§ **What is required**: Please return each record below exactly, with nothing left out.

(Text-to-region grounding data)
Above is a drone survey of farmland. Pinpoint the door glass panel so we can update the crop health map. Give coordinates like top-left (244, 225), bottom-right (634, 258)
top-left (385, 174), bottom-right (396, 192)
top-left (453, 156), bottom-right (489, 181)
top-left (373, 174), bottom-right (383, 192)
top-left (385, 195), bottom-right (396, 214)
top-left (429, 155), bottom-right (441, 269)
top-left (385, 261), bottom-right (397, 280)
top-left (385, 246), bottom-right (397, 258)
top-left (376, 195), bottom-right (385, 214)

§ **Result below**:
Above is a drone survey of farmland. Pinpoint the door glass panel so we can update the crop health map. Give coordinates like top-left (244, 225), bottom-right (634, 258)
top-left (385, 174), bottom-right (396, 192)
top-left (453, 156), bottom-right (489, 181)
top-left (373, 174), bottom-right (383, 192)
top-left (385, 195), bottom-right (396, 214)
top-left (429, 155), bottom-right (441, 269)
top-left (385, 261), bottom-right (397, 280)
top-left (385, 246), bottom-right (397, 258)
top-left (376, 195), bottom-right (385, 214)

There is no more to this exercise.